■ **PROBLEM TO SOLVE**: Your answer is the line containing "My friend says the front bumper" plus every line after it to the end of the data below, transcribed exactly and with nothing else.

[Saved entries]
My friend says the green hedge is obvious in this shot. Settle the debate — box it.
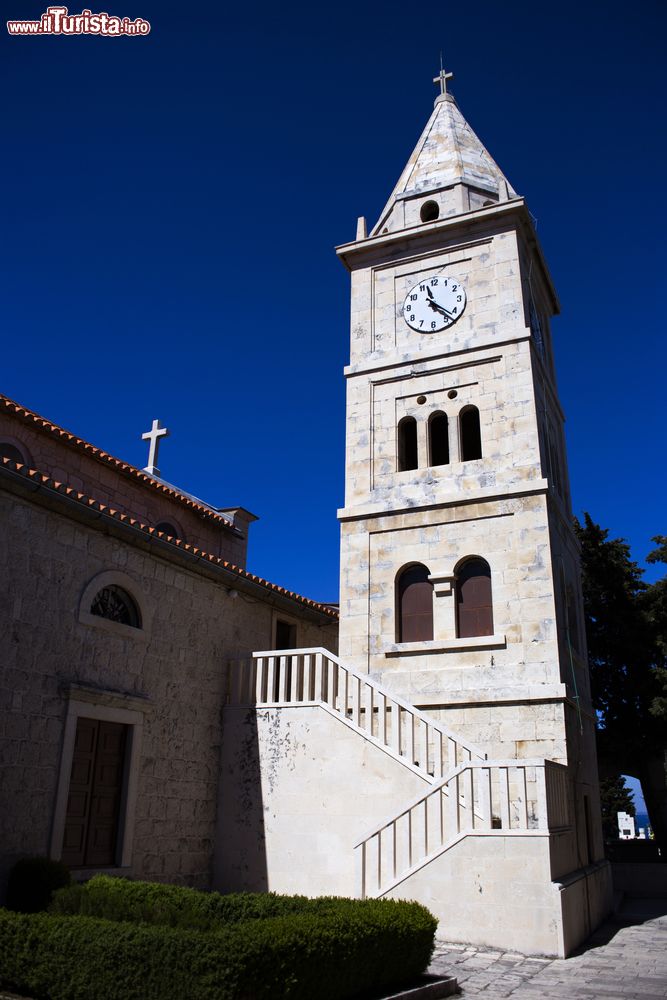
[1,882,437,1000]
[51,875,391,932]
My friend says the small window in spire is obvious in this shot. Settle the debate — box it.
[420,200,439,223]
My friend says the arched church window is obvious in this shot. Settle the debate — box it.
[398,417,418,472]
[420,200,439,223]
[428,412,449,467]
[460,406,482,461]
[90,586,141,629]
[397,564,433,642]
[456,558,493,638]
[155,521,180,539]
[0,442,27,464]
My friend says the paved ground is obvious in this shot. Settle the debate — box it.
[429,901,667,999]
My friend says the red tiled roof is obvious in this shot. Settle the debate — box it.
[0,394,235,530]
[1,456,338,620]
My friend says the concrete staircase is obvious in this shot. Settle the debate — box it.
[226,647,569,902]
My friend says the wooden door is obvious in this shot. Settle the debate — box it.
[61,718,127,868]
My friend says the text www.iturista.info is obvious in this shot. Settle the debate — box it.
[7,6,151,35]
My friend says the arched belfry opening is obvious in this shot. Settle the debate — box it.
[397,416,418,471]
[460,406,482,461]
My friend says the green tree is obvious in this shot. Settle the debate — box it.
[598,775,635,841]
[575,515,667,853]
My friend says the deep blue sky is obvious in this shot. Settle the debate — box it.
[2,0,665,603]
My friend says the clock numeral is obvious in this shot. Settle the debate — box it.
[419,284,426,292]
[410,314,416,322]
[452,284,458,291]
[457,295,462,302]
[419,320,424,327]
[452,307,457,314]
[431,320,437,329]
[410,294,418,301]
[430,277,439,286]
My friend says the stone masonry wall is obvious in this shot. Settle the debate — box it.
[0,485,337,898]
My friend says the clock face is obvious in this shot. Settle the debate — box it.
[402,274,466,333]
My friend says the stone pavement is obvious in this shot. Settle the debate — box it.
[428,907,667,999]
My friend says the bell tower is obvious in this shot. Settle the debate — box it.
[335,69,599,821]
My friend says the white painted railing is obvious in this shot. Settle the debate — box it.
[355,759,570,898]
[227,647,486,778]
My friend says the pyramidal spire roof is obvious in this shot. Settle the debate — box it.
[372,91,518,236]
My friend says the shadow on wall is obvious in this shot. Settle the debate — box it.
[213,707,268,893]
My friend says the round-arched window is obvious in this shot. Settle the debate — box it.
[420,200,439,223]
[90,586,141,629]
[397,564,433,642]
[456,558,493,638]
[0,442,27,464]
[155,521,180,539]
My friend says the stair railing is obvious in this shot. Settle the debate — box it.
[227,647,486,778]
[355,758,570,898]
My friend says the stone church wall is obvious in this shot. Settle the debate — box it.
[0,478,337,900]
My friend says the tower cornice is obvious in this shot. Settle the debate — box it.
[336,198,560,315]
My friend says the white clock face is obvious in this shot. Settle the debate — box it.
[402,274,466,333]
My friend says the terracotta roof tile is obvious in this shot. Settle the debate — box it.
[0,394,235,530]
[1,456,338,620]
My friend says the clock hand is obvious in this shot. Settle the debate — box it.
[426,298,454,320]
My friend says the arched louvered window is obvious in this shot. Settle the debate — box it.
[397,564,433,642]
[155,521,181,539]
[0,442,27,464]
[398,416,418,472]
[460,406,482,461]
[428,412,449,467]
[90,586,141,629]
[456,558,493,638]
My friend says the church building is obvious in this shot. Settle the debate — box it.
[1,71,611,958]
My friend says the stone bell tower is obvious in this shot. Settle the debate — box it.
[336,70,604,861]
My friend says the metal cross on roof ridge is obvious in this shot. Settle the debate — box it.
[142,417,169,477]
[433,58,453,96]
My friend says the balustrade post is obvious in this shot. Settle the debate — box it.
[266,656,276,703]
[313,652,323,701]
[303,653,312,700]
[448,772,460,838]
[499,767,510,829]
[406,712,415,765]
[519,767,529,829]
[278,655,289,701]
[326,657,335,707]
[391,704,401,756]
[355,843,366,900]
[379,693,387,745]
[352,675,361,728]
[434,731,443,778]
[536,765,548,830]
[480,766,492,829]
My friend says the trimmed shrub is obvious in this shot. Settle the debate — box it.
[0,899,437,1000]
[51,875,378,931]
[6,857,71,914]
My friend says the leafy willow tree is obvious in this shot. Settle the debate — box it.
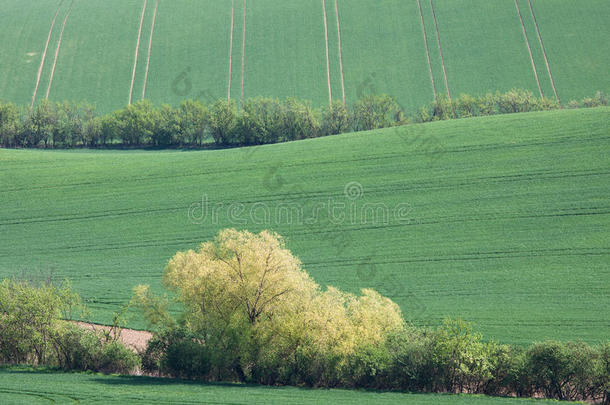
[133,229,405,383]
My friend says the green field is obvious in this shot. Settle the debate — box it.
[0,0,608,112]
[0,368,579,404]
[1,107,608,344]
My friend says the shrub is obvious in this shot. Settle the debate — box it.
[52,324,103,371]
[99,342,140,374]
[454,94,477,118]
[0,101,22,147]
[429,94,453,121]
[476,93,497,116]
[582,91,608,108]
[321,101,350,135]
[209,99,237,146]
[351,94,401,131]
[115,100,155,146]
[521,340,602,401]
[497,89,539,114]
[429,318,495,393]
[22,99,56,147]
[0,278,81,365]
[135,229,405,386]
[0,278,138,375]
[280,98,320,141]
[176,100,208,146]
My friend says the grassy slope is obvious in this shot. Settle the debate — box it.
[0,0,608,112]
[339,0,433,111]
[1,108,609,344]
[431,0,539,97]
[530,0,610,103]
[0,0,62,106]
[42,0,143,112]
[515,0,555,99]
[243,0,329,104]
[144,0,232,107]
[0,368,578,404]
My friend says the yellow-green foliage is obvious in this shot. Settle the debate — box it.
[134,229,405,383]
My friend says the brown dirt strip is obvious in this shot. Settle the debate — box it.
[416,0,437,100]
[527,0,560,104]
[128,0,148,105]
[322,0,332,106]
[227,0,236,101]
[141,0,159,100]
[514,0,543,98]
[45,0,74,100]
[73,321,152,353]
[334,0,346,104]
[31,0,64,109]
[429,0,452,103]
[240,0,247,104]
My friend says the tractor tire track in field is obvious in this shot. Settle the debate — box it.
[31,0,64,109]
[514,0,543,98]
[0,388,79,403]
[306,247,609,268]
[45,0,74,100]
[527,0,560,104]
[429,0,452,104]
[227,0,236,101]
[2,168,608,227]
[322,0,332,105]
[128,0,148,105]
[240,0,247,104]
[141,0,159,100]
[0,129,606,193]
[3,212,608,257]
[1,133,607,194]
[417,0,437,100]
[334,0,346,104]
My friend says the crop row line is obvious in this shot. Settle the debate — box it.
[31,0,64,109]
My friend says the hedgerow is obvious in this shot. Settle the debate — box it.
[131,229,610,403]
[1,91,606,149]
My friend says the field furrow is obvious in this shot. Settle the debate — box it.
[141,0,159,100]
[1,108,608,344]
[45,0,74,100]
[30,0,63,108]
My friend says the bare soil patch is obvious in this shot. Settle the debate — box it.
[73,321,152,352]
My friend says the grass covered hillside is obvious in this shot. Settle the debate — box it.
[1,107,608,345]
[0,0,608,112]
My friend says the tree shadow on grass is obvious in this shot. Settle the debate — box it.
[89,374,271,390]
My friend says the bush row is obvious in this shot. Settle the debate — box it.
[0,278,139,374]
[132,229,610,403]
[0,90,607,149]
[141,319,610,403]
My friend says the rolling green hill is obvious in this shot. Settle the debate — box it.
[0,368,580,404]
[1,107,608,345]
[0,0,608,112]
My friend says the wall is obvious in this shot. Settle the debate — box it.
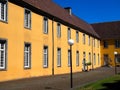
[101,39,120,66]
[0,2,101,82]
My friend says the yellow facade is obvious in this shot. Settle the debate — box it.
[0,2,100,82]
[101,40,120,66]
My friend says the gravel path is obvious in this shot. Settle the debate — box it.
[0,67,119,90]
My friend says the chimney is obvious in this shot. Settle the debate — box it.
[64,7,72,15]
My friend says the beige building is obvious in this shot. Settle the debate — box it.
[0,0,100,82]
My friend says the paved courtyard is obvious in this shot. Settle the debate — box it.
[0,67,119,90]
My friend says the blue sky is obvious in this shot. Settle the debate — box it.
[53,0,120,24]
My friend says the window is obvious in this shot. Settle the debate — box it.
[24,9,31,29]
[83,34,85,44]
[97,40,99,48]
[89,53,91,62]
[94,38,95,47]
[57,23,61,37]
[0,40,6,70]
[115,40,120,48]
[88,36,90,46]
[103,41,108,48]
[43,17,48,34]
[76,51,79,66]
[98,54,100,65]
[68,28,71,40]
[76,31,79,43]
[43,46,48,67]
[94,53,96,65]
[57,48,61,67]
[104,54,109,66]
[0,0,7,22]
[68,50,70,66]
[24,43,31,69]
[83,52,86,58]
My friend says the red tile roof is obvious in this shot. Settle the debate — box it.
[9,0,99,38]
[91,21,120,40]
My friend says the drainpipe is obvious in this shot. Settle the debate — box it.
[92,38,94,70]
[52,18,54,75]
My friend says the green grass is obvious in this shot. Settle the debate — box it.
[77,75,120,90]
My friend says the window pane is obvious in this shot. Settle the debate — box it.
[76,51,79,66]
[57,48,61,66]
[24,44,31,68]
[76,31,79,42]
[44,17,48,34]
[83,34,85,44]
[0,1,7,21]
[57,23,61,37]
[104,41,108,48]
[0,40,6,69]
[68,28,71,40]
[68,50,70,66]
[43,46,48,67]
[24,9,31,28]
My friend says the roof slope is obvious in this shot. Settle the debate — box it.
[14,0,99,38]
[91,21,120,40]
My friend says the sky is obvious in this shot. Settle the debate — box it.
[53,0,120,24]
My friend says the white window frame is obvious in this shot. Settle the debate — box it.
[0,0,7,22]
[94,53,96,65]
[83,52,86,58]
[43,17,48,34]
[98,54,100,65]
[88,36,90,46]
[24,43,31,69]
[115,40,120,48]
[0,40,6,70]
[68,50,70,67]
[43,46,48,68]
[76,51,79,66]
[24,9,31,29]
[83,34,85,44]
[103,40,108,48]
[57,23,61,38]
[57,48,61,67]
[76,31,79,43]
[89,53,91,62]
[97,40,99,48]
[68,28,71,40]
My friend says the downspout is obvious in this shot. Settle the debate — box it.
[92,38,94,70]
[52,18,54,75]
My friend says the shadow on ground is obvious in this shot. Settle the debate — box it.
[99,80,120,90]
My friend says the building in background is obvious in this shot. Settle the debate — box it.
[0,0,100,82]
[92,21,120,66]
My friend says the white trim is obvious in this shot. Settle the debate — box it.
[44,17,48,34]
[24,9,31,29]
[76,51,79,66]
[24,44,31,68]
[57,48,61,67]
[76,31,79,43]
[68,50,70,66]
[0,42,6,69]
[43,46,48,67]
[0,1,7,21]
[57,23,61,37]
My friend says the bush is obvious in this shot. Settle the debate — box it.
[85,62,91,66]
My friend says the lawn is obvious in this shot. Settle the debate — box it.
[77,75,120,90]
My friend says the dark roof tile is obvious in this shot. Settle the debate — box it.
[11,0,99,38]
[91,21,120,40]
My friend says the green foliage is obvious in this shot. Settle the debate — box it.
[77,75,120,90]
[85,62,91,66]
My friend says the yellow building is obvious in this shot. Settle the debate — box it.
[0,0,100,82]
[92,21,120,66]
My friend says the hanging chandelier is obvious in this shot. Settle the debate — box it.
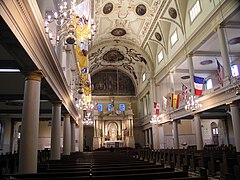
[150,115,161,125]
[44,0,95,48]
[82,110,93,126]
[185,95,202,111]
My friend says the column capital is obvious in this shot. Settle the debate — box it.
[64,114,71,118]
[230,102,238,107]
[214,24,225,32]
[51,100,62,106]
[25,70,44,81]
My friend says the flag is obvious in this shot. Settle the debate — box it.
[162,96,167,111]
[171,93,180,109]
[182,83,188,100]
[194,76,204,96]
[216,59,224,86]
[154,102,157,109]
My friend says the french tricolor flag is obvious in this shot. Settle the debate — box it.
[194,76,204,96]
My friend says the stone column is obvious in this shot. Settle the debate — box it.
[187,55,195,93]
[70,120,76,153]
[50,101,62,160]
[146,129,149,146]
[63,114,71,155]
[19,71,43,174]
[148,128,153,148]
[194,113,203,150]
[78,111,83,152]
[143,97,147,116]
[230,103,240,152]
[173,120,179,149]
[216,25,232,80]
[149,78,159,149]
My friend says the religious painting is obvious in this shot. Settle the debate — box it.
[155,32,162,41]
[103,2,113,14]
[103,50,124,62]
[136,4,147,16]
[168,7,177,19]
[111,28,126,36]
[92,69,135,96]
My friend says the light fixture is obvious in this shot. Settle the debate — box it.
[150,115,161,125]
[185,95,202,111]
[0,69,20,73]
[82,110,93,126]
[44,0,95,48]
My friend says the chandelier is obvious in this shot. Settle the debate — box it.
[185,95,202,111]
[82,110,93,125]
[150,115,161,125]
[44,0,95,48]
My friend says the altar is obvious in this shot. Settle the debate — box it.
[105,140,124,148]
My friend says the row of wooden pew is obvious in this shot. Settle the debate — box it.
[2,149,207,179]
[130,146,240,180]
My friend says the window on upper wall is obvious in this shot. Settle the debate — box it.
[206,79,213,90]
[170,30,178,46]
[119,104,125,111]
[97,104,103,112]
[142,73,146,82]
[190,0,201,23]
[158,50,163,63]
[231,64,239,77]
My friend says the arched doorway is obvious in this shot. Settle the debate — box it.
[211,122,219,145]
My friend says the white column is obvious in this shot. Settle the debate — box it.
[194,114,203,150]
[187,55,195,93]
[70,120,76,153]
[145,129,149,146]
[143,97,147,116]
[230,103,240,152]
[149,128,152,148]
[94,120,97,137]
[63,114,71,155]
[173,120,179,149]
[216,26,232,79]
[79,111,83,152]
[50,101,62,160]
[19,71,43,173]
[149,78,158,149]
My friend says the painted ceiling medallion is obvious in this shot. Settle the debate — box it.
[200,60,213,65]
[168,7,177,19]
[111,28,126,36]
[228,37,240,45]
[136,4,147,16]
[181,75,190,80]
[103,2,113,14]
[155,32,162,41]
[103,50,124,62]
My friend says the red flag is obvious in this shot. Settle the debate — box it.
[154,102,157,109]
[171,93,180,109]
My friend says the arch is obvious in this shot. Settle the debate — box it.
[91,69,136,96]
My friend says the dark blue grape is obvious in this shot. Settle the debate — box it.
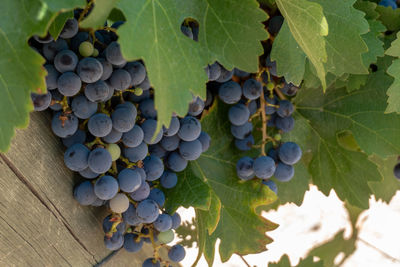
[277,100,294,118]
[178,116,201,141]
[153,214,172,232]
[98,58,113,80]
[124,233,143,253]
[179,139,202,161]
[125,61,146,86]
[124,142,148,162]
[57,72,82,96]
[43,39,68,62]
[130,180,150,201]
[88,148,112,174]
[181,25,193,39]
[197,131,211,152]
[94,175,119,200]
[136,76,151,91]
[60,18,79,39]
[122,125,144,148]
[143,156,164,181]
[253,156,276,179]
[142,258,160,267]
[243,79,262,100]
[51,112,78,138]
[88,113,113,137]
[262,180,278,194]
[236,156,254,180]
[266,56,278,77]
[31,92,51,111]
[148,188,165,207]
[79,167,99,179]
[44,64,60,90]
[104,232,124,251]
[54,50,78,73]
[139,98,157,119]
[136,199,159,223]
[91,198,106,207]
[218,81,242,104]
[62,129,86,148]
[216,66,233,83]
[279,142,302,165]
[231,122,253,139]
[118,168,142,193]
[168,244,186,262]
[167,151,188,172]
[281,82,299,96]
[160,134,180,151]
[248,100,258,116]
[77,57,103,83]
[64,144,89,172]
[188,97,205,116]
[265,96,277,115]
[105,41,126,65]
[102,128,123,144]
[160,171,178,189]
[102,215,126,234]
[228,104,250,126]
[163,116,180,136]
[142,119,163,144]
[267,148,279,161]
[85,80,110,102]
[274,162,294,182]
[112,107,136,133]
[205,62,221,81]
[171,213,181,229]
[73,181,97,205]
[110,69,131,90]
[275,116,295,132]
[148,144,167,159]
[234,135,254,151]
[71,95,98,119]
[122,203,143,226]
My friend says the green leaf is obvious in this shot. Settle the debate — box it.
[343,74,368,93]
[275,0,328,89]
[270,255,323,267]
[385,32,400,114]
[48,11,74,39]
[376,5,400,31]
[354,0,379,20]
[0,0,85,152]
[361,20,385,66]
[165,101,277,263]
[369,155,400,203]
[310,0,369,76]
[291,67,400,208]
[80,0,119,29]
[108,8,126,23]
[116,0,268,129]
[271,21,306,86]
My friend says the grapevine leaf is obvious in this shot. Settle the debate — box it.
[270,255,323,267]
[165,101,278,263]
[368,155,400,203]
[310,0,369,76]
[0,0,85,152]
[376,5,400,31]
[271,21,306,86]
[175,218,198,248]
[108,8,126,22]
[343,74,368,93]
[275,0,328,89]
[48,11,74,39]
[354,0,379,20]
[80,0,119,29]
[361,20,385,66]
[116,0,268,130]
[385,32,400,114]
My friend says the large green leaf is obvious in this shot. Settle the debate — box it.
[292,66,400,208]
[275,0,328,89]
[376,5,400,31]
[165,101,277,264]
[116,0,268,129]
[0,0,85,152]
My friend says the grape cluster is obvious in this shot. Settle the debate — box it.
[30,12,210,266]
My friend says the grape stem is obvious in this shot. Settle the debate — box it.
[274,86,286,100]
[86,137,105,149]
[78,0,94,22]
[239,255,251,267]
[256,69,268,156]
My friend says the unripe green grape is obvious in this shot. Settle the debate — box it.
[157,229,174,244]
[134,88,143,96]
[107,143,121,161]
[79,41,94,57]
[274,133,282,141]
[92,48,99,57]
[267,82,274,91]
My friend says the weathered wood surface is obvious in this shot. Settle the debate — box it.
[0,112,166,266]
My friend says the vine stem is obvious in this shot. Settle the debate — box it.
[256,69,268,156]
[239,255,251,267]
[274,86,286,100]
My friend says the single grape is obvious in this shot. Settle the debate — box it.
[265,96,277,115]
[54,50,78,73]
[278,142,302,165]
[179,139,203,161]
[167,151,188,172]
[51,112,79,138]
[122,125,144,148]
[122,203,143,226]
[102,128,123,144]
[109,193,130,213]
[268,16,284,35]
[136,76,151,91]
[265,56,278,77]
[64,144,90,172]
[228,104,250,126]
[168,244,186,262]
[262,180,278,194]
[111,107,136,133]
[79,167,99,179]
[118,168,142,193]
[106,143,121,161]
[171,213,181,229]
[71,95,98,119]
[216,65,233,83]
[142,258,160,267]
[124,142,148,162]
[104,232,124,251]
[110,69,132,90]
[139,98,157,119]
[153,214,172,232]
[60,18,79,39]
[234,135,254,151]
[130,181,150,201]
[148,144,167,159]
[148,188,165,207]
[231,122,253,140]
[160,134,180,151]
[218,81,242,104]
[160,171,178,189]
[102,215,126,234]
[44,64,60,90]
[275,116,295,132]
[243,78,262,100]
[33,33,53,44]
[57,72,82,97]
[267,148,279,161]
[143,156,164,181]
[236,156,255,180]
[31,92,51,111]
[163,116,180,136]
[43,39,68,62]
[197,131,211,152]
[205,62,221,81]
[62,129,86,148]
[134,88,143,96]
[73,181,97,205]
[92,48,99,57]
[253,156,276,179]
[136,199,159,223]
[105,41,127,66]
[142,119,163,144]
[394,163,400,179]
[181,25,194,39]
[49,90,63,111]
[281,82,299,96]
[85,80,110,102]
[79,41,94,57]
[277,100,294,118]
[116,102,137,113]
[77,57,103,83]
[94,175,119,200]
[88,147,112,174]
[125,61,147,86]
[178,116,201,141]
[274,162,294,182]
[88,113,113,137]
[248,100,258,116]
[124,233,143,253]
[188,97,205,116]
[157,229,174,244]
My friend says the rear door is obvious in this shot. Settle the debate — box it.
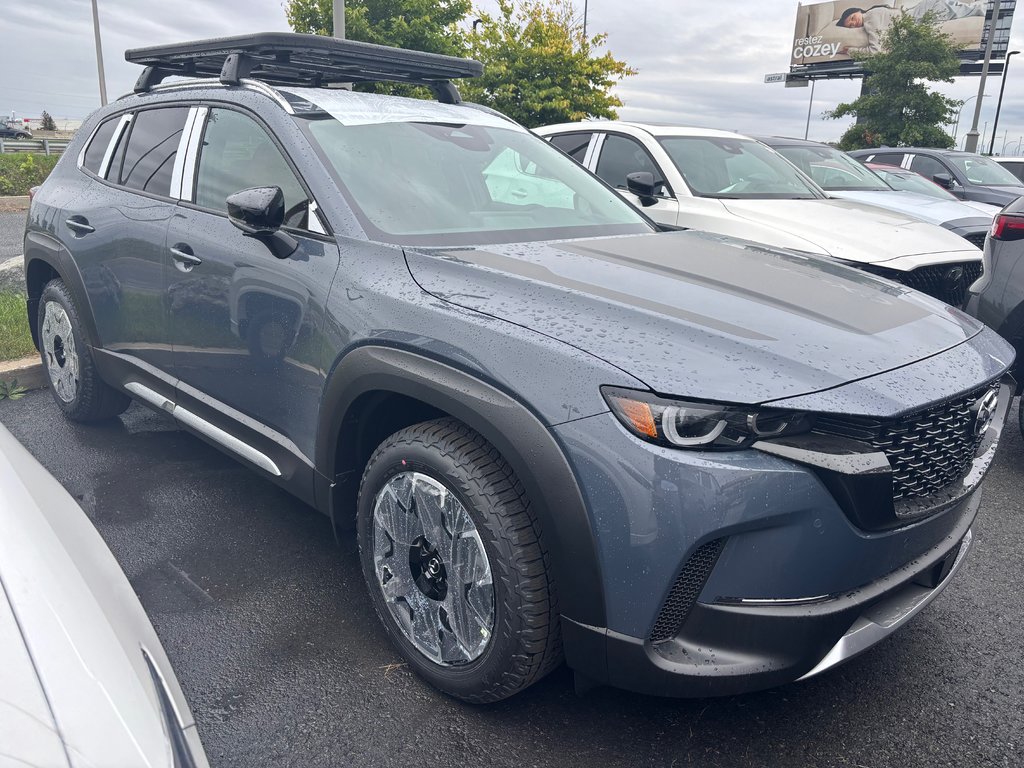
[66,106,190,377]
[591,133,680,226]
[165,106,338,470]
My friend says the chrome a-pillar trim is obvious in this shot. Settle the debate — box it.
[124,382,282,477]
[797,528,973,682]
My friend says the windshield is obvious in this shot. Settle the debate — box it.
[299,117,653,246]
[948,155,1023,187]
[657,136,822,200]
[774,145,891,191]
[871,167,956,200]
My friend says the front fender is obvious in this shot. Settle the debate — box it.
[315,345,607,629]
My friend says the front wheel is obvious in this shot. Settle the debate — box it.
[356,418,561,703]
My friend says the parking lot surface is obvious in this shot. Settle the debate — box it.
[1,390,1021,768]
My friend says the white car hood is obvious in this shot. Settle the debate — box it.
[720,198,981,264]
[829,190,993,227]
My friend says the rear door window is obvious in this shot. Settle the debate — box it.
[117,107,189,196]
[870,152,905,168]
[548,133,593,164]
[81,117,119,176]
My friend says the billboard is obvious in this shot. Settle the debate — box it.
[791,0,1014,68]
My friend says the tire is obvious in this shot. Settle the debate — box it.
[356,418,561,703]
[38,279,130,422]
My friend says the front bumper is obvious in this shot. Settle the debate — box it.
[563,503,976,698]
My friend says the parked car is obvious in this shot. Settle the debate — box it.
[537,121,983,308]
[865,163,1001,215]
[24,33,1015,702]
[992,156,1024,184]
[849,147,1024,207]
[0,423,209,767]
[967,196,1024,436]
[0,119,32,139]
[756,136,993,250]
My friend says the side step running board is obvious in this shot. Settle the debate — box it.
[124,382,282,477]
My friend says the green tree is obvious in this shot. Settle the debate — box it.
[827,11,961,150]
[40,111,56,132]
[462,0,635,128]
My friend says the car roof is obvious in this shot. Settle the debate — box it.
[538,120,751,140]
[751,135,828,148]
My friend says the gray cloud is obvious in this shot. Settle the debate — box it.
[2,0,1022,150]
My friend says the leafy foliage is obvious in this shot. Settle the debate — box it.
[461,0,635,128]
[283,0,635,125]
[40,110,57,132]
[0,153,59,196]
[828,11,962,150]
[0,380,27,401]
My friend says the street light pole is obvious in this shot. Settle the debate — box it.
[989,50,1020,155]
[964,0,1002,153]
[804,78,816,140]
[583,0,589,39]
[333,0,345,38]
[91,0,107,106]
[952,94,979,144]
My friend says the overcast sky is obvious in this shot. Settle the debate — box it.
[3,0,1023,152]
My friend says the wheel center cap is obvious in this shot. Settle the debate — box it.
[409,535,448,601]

■ **ANSWER AREA**:
My friend says the front bumper is obvious in this shot. Settle the debate — box it.
[563,503,976,698]
My friend says the parked car is obvious in this shot. Settle the debate — box it.
[537,121,983,308]
[865,163,1001,215]
[24,33,1015,702]
[992,156,1024,184]
[849,147,1024,207]
[0,423,209,767]
[967,196,1024,436]
[0,119,32,139]
[756,136,993,250]
My friend says the side step running board is obvious in this shot. Settle the debate — box it.
[124,382,282,477]
My friend says the green tree is obvious in this shot. Settle the debate — box it.
[827,11,961,150]
[40,111,56,132]
[462,0,635,128]
My friend says the car roof is obvious in this shot. Settle the debate — box it.
[538,120,751,140]
[751,135,828,148]
My friend says the gray cloud is obvious in this shot. Settle the debate — box it.
[2,0,1022,150]
My friend says the leafy foliage is obvious in this shot. Settle the debate — box it.
[461,0,635,128]
[283,0,635,125]
[40,110,57,132]
[0,153,59,196]
[828,11,962,150]
[0,380,27,401]
My friend says the street light pole is obvious in this shot. Settle the debate — box it.
[989,50,1020,155]
[964,0,1002,153]
[804,78,816,140]
[583,0,589,39]
[333,0,345,38]
[91,0,107,106]
[952,94,979,144]
My friend says the overcast sky is obvious in this shot. Settle the debate — box it.
[3,0,1023,152]
My friend says the wheel center cap is obvious in this shot. Settle the debate — box it.
[409,535,448,601]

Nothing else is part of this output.